Dataset entries:
═══

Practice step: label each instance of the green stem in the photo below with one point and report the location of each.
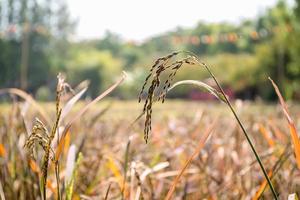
(244, 131)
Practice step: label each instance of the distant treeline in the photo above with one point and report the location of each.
(35, 46)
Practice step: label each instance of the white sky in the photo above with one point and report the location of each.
(140, 19)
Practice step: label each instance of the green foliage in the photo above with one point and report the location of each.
(245, 60)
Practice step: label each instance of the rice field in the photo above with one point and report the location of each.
(117, 164)
(147, 149)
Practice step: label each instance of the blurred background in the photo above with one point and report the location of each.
(243, 42)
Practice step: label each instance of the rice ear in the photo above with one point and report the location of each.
(202, 85)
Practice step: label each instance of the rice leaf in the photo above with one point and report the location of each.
(292, 127)
(202, 85)
(262, 187)
(67, 108)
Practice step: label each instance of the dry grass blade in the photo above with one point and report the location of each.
(2, 150)
(107, 192)
(67, 108)
(2, 192)
(292, 127)
(29, 99)
(60, 148)
(262, 187)
(206, 87)
(266, 135)
(188, 162)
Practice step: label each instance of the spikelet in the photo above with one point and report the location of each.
(161, 65)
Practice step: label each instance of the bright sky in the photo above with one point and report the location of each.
(141, 19)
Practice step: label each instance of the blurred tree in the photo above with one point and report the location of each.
(28, 28)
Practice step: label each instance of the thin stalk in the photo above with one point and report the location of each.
(244, 131)
(57, 179)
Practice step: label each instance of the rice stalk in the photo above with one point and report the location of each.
(162, 65)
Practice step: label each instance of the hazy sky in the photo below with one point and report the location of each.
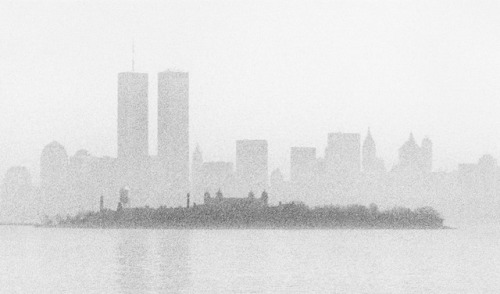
(285, 71)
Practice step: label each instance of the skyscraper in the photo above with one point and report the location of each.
(132, 116)
(133, 159)
(54, 174)
(371, 163)
(173, 130)
(302, 164)
(342, 155)
(251, 166)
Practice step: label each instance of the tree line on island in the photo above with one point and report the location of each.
(288, 215)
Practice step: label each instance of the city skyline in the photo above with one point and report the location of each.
(342, 67)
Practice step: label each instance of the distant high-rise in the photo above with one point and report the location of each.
(54, 174)
(343, 154)
(251, 165)
(369, 152)
(53, 165)
(302, 164)
(371, 163)
(426, 154)
(173, 130)
(132, 117)
(414, 158)
(217, 175)
(197, 173)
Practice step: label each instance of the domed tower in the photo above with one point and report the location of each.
(53, 165)
(369, 153)
(426, 155)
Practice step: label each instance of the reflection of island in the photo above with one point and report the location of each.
(153, 263)
(252, 212)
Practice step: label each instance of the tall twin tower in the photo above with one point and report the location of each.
(168, 173)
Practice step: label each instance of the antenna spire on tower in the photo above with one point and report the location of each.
(133, 55)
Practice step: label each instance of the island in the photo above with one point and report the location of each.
(220, 212)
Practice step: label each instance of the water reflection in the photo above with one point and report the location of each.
(153, 261)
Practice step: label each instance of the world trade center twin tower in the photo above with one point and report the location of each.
(167, 174)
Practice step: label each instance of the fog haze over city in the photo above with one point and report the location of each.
(288, 72)
(284, 74)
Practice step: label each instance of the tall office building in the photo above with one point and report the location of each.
(251, 166)
(343, 154)
(132, 116)
(173, 131)
(133, 158)
(54, 175)
(371, 163)
(302, 164)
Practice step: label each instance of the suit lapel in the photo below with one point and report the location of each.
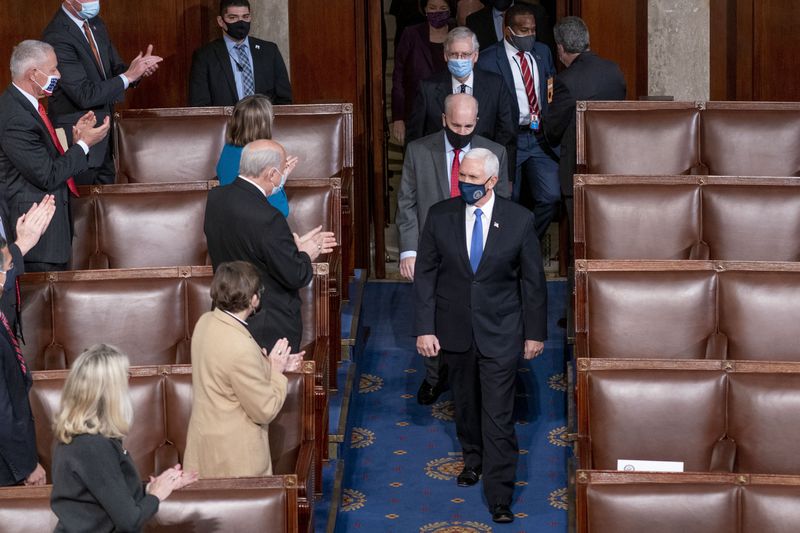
(224, 59)
(439, 162)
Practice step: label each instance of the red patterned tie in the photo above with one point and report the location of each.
(454, 174)
(527, 77)
(70, 182)
(20, 358)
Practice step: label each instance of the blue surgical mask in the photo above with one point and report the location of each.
(471, 192)
(89, 10)
(460, 68)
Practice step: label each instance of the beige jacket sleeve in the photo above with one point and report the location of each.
(260, 391)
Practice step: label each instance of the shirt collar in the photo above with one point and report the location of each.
(77, 20)
(486, 209)
(254, 184)
(32, 99)
(239, 320)
(449, 147)
(468, 82)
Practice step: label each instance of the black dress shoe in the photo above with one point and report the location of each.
(428, 394)
(468, 477)
(501, 513)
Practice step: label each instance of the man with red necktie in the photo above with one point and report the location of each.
(430, 175)
(33, 163)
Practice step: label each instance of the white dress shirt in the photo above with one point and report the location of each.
(79, 22)
(519, 83)
(486, 220)
(468, 82)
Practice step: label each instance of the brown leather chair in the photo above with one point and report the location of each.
(764, 421)
(255, 504)
(619, 218)
(638, 138)
(751, 138)
(650, 413)
(756, 220)
(759, 311)
(645, 313)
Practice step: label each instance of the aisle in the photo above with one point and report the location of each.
(402, 460)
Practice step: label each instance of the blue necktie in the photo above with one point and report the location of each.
(476, 247)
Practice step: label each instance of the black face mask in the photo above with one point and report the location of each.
(239, 29)
(457, 140)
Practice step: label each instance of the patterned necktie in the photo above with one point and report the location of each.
(70, 182)
(527, 78)
(15, 344)
(454, 173)
(88, 31)
(476, 247)
(248, 85)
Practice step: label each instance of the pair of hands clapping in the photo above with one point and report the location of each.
(281, 358)
(171, 479)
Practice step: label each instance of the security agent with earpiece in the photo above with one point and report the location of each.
(226, 70)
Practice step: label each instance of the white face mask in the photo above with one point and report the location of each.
(50, 84)
(89, 10)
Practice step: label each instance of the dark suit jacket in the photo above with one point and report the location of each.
(589, 77)
(211, 80)
(17, 431)
(240, 225)
(30, 167)
(425, 181)
(82, 86)
(495, 121)
(499, 306)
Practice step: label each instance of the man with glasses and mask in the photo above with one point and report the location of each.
(528, 70)
(481, 301)
(33, 161)
(93, 77)
(461, 53)
(234, 66)
(430, 175)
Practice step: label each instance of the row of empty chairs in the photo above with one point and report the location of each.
(686, 239)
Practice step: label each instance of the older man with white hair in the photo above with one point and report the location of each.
(33, 161)
(480, 299)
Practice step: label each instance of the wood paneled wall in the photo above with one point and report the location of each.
(754, 46)
(174, 27)
(618, 31)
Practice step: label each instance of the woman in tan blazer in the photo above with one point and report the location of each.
(238, 389)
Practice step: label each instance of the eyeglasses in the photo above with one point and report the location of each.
(459, 55)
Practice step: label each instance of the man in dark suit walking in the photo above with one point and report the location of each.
(32, 161)
(228, 69)
(430, 175)
(241, 225)
(480, 298)
(93, 78)
(527, 68)
(494, 105)
(587, 77)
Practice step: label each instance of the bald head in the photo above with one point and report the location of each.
(460, 113)
(260, 160)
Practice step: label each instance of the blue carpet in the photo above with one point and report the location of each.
(401, 458)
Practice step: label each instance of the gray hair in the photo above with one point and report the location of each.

═══

(Try it): What is needed is every record above, restated word for word, with the pictures left out.

(Written reply):
Practice step: label each instance of the green stem in the photo below with one point and report the location of each.
(244, 131)
Practice step: label each instance of the distant treeline in the photo above with one point and report the location of each.
(35, 46)
Practice step: label each instance of the white sky in the photo above with one point and report the location of each.
(140, 19)
Practice step: label each instance of the green foliage in the photo above with one point and report the location of each.
(245, 60)
Practice step: label each instance of the rice field in the photo above with one point and report the location of each.
(117, 164)
(147, 149)
Practice step: label each instance of the blurred background in the photo above with one point and report the location of each.
(243, 42)
Practice step: label each instance of the rice ear in the photo above with one point and report the location of each.
(202, 85)
Practice step: label each instance of the rice leaf in the photo above with one point and report the location of each.
(292, 127)
(202, 85)
(262, 187)
(67, 108)
Practice step: label each instance of the dry grass blade in the photo above with one point and report the location of each.
(2, 150)
(107, 192)
(67, 108)
(2, 192)
(292, 127)
(29, 99)
(60, 148)
(262, 187)
(206, 87)
(266, 135)
(188, 162)
Practice step: label each instance of the spikelet in the photo above with one point and report the location of each.
(161, 65)
Practice step: label each instance of the bright sky in the photo above with one point and report the location of each.
(141, 19)
Practice step: label each instance of the blurred tree in the photo above with one point and report the location of each.
(28, 28)
Practice step: label each instance of the thin stalk in the photo above with one point and report the location of each.
(244, 131)
(57, 179)
Practice step: label each instance of the rice stalk in the photo above with one point and report the location of each.
(162, 65)
Practice step: label each instance of the hazy sky in the photo below with one point and report the location of each.
(285, 71)
Practice step: label each instance of the skyscraper in the photo above with one point and report the location of each.
(132, 116)
(133, 159)
(54, 174)
(371, 163)
(173, 130)
(302, 164)
(342, 155)
(251, 166)
Practice step: label each instance of the tree line on island in the photo above with one point and report the location of each.
(288, 215)
Practice step: label each instance of the city skyline in the photo above with one point and report the location of each.
(342, 67)
Practice step: label each instance of the distant high-rise in the photo above with one point and report the location of each.
(54, 174)
(343, 154)
(251, 165)
(369, 152)
(53, 165)
(302, 164)
(371, 163)
(426, 154)
(173, 130)
(132, 117)
(414, 158)
(217, 175)
(197, 173)
Practice step: label each instance of the domed tower in the photo above with one point and report the location of each.
(53, 165)
(369, 153)
(426, 155)
Practice step: label each instance of the reflection of island in the photo above with one point and report the location of each.
(153, 263)
(252, 212)
Practice step: label each instance of the tall twin tower in the photo above with one point and report the location of each.
(168, 173)
Practice step: label each instance of the antenna spire on tower in the photo above with one point and report the location of each.
(133, 55)
Practice step: label each instance of the island in the photo above with one point and report the location of each.
(220, 212)
Practice step: label each instance of the water reflection in the photo above with one point and report the location of each.
(153, 261)
Practice step: label each instance of the world trade center twin tower in the photo above with one point and report the location of each.
(167, 174)
Practice step: label each instance of the fog haze over city in the photo above with one point and report the location of each.
(288, 72)
(284, 74)
Practice step: label each instance of the tall office building in the photo above with one point and report the location of each.
(251, 166)
(343, 154)
(132, 116)
(173, 131)
(133, 158)
(54, 175)
(371, 163)
(302, 164)
Practice step: label each instance of the suit lapel in the photo below with one point and report the location of each.
(224, 59)
(439, 162)
Practice step: label each instance of the red patterned tie in the photo above with one point and report the location of each.
(454, 174)
(527, 77)
(70, 182)
(20, 358)
Practice step: label each instance of the blue surgical mask in the photo above with one point and report the location of each.
(471, 192)
(89, 10)
(460, 68)
Practice step: label each instance of the beige jacket sleeve in the photo above with one point and report the location of each.
(260, 391)
Practice step: label each instance of the shirt collar in the photo above with one point and report the location of each.
(77, 20)
(486, 209)
(254, 184)
(32, 99)
(239, 320)
(449, 147)
(468, 82)
Practice step: label each instance of the black dress shoe in the photo above with one point and report the location of each.
(428, 394)
(468, 477)
(501, 513)
Practice step: label each instance of the man with red necktie in the photo above with one point and report the location of each.
(430, 175)
(33, 163)
Practice step: label each instance of the white dress shirt in the photo above with one point and report the location of each.
(79, 22)
(519, 83)
(486, 220)
(468, 82)
Practice step: label each instance of the brown leather chair in the photo above with one point and report the location of each.
(764, 421)
(255, 504)
(619, 218)
(638, 138)
(751, 138)
(650, 413)
(756, 220)
(759, 311)
(645, 313)
Practice step: label each instance of the aisle in the photo above with one point and report the location of each.
(402, 460)
Practice step: label each instance of the blue necktie in the photo above with one point and report the location of each.
(476, 247)
Practice step: label each instance of the black face mask in the photo above with one point and report the location of each.
(239, 29)
(457, 140)
Practice step: label each instance of the patterned necktie in the photo above with one point and report the location of each.
(70, 182)
(527, 78)
(15, 344)
(454, 173)
(88, 31)
(476, 247)
(248, 85)
Practice step: label each instance of the pair of hands clapping in the photo above with one point and report the location of each.
(281, 358)
(171, 479)
Practice step: label each instance of the security agent with earpiece in the photo above with one point and report the location of each.
(226, 70)
Practice step: label each instance of the white face mask in the photo above with one point and report the location of each.
(50, 84)
(89, 10)
Practice step: label each instance of the dark suit jacket in the photo above with one point and report the location of each.
(589, 77)
(211, 80)
(17, 431)
(240, 225)
(30, 167)
(425, 181)
(82, 86)
(495, 121)
(499, 306)
Practice step: label each instance of the man with glasses and mask in the photo above with one point and report the location of each.
(528, 70)
(481, 301)
(33, 161)
(93, 77)
(461, 53)
(234, 66)
(430, 175)
Practice step: label each instance of the row of empty chairs in the photo above with one point and report the location of each.
(686, 239)
Practice step: label each instance of the older man with white hair in the photo above with one point and report the location of each.
(33, 161)
(480, 299)
Practice step: label each instance of the wood paneled wall in the photo above with one point and report the location of each.
(754, 46)
(174, 27)
(618, 31)
Practice step: label each instance of the woman in tan blazer in the photo above with one point and report the location of each.
(238, 389)
Practice step: label each instance of the eyeglasses in the photo above with one point and report the location of each.
(459, 55)
Practice step: label each instance of the man in dark suit walking in the photo above with one point and report the location of each.
(32, 161)
(228, 69)
(430, 175)
(241, 225)
(480, 298)
(93, 78)
(527, 68)
(494, 105)
(587, 77)
Practice step: label each instance of the bald head in the photo above with one point and report the location of each.
(460, 113)
(260, 160)
Practice step: label each instance of the blue carpet in the photo above with one point and report the location of each.
(401, 458)
Practice step: label each instance of the gray hair in the photo above with one point and report the location of each.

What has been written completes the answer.